● The task: Express the listing below as a Markdown table with the columns Row and Line, covering everything from the start of the listing up to and including the line with "1051,171 -> 1091,198". Number each line, skip blank lines, and leave the pictures out.

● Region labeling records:
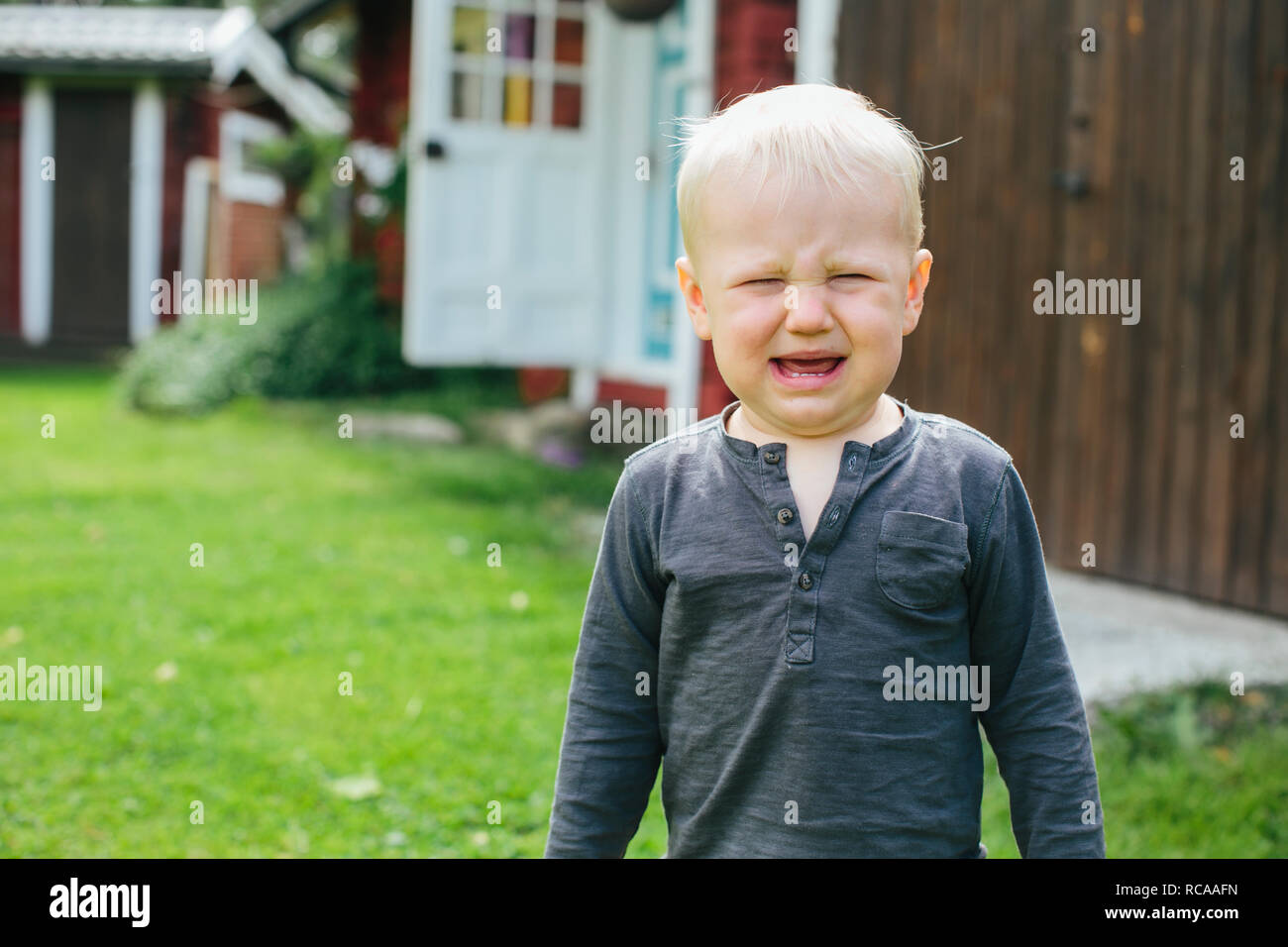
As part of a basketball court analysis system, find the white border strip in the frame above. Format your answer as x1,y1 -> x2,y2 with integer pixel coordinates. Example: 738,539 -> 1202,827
129,78 -> 164,344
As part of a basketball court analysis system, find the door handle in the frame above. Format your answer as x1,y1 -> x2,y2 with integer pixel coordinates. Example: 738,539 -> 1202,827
1051,171 -> 1091,198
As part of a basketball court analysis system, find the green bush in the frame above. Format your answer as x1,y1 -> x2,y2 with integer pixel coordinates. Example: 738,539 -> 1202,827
121,262 -> 417,414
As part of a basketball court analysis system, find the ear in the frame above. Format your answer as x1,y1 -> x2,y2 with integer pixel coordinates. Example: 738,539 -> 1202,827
903,249 -> 935,335
675,257 -> 711,342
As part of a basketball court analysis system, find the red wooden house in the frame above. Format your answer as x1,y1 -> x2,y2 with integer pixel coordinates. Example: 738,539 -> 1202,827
0,5 -> 348,357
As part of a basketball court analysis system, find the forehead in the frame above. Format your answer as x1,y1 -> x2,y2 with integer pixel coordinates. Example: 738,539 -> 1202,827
698,159 -> 907,257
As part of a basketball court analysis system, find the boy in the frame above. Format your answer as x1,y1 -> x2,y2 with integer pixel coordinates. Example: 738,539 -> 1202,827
546,85 -> 1105,858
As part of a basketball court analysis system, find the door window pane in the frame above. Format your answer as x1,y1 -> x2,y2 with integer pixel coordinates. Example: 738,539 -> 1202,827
550,82 -> 581,129
452,7 -> 486,53
452,71 -> 483,119
555,20 -> 587,65
503,73 -> 532,125
505,13 -> 537,59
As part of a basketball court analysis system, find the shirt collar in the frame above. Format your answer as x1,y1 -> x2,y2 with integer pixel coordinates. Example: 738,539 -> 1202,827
718,401 -> 922,462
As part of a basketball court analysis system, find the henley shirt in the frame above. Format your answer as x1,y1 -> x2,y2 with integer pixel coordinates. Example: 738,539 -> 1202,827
545,402 -> 1105,858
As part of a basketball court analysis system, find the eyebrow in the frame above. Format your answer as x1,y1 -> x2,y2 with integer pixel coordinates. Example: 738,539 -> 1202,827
730,257 -> 886,286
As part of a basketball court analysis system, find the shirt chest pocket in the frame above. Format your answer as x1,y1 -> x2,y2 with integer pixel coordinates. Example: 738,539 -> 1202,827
877,510 -> 970,608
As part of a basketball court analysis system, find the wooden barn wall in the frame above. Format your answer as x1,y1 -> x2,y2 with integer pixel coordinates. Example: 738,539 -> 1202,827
836,0 -> 1288,614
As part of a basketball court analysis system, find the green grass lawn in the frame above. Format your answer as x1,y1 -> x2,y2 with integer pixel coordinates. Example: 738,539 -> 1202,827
0,368 -> 1288,857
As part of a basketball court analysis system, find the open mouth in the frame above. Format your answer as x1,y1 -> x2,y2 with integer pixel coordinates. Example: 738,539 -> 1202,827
774,359 -> 845,377
769,356 -> 845,389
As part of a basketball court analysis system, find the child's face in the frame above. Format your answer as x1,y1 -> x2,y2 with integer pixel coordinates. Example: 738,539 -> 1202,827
677,168 -> 931,437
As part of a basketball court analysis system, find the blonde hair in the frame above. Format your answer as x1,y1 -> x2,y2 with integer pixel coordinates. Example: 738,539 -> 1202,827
677,84 -> 926,266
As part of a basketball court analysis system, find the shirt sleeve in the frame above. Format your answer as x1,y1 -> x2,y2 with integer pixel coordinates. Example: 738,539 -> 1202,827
545,466 -> 665,858
970,463 -> 1105,858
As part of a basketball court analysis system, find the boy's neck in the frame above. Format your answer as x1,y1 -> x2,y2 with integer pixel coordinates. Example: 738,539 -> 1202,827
725,394 -> 903,450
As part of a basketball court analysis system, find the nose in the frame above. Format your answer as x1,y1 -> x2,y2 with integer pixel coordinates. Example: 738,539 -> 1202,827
785,279 -> 834,335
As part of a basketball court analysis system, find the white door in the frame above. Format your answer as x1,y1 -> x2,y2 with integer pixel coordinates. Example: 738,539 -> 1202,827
403,0 -> 613,366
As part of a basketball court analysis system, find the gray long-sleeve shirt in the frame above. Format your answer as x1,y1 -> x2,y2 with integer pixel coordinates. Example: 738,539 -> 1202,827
546,402 -> 1105,858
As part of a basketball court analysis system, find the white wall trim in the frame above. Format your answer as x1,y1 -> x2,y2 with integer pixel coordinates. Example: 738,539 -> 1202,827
796,0 -> 841,85
666,0 -> 717,411
402,0 -> 451,365
179,156 -> 219,303
219,111 -> 286,207
130,78 -> 164,346
18,76 -> 58,346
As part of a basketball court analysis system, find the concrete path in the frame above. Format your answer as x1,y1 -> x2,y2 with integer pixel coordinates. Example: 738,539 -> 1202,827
1047,567 -> 1288,703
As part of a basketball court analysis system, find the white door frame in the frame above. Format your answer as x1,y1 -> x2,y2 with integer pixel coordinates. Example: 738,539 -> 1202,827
18,76 -> 164,346
796,0 -> 841,85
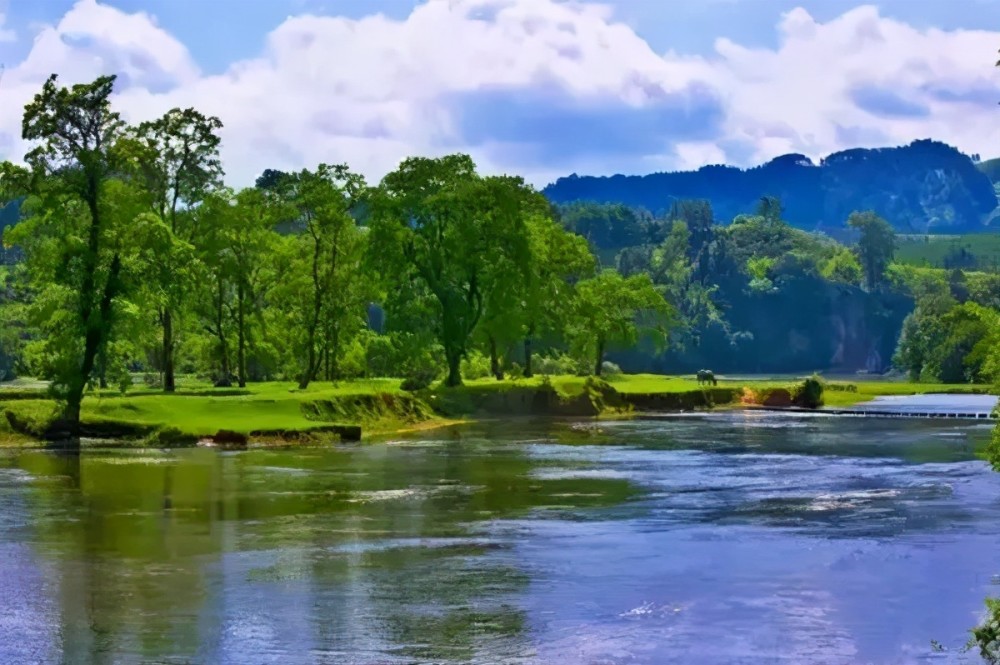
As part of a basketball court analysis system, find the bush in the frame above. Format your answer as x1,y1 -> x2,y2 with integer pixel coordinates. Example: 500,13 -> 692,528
792,374 -> 823,409
462,351 -> 491,380
400,368 -> 438,392
601,360 -> 622,378
970,598 -> 1000,665
531,355 -> 576,376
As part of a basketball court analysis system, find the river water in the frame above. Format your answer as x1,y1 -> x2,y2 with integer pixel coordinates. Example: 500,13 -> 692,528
0,412 -> 1000,665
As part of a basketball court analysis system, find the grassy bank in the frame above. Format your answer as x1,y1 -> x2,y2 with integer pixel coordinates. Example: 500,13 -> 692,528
0,374 -> 988,447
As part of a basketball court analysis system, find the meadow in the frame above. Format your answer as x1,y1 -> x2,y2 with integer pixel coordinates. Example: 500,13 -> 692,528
0,374 -> 989,446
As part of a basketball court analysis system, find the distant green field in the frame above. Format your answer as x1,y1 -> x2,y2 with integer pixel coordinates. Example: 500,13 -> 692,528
896,233 -> 1000,271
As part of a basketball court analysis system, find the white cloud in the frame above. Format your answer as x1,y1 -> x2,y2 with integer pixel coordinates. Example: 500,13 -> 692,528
0,0 -> 1000,185
0,12 -> 17,42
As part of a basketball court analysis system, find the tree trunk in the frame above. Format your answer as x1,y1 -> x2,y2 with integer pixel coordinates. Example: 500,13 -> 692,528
594,339 -> 604,376
490,335 -> 503,381
524,326 -> 535,379
445,349 -> 462,387
63,256 -> 121,449
326,325 -> 340,381
299,329 -> 317,390
236,284 -> 247,388
162,309 -> 176,393
97,342 -> 108,390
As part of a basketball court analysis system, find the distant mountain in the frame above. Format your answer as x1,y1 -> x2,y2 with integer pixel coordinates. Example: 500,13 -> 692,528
543,140 -> 1000,233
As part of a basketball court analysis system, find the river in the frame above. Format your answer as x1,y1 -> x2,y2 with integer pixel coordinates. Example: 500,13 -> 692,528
0,412 -> 1000,665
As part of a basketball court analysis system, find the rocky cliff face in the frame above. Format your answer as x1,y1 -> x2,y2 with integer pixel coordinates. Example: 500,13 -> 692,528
544,140 -> 997,233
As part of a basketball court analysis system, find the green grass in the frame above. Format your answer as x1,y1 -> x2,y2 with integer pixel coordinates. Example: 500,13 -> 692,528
0,374 -> 990,447
823,381 -> 992,407
895,233 -> 1000,270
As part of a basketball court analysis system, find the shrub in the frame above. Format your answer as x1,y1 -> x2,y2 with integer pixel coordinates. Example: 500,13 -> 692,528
400,368 -> 438,392
601,360 -> 622,378
792,374 -> 823,409
531,355 -> 576,376
970,598 -> 1000,665
462,351 -> 490,380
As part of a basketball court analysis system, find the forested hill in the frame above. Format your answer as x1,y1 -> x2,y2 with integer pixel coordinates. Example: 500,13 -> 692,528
543,140 -> 997,233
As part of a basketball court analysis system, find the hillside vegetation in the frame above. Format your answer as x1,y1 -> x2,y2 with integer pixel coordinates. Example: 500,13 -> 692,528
543,140 -> 997,235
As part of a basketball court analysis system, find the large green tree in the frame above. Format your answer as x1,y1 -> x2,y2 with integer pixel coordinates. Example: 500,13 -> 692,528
574,269 -> 675,376
276,164 -> 367,389
847,210 -> 896,291
370,155 -> 530,386
11,75 -> 130,434
128,108 -> 222,392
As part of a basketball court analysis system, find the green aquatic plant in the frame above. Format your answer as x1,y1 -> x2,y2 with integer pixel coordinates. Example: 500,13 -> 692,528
969,598 -> 1000,665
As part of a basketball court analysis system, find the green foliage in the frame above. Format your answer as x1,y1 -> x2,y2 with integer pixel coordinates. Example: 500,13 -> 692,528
971,598 -> 1000,665
572,269 -> 675,376
370,155 -> 548,386
847,211 -> 896,291
893,296 -> 1000,383
462,351 -> 491,380
747,256 -> 778,291
792,374 -> 823,409
820,247 -> 862,285
545,140 -> 997,233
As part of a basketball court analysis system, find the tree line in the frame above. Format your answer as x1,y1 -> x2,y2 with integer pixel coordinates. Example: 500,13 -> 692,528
0,75 -> 673,428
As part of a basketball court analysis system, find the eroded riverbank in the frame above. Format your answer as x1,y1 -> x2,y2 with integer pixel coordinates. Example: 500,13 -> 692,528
0,412 -> 1000,664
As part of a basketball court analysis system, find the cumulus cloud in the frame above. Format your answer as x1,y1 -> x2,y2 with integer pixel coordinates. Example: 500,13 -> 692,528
0,0 -> 1000,185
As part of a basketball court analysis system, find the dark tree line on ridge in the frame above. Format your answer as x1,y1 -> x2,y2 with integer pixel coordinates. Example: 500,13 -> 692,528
0,77 -> 997,436
0,76 -> 672,428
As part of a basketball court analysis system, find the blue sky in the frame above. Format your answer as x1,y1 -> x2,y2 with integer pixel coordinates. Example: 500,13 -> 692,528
0,0 -> 1000,184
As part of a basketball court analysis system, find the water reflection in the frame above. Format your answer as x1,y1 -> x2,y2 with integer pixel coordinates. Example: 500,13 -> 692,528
0,414 -> 1000,665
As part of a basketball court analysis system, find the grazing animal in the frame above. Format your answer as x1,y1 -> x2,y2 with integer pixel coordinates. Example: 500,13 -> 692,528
697,369 -> 719,386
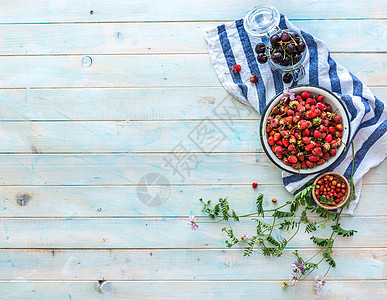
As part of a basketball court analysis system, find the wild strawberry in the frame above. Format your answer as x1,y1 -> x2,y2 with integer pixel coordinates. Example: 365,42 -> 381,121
288,155 -> 297,164
282,138 -> 289,148
293,116 -> 301,124
317,95 -> 324,102
288,144 -> 296,153
312,117 -> 321,127
274,132 -> 281,141
313,130 -> 321,139
280,129 -> 289,138
301,91 -> 310,99
323,152 -> 330,159
305,142 -> 316,152
297,152 -> 305,161
270,119 -> 279,128
317,158 -> 325,165
289,100 -> 299,109
231,65 -> 242,73
324,134 -> 332,143
317,102 -> 325,111
297,104 -> 305,113
292,162 -> 301,170
323,143 -> 331,151
302,136 -> 310,145
334,116 -> 343,123
318,125 -> 328,132
282,157 -> 292,166
306,160 -> 314,168
275,146 -> 284,154
312,147 -> 321,155
302,128 -> 310,136
297,120 -> 308,130
305,110 -> 316,119
331,138 -> 342,148
335,131 -> 343,138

● Correct result:
| Row | Line |
|---|---|
| 1 | As part of a basketball court analysis system, find the white border strip in the frame above. Format your answer as x1,y1 -> x2,y2 with integer pixel coordinates. Example: 738,539 -> 1202,827 |
| 2 | 129,78 -> 164,344 |
| 3 | As part of a basketball court analysis system, find the door handle in the frame above. Format your answer as x1,y1 -> x2,y2 with integer pixel coordinates. Example: 738,539 -> 1202,827 |
| 4 | 1051,171 -> 1091,198 |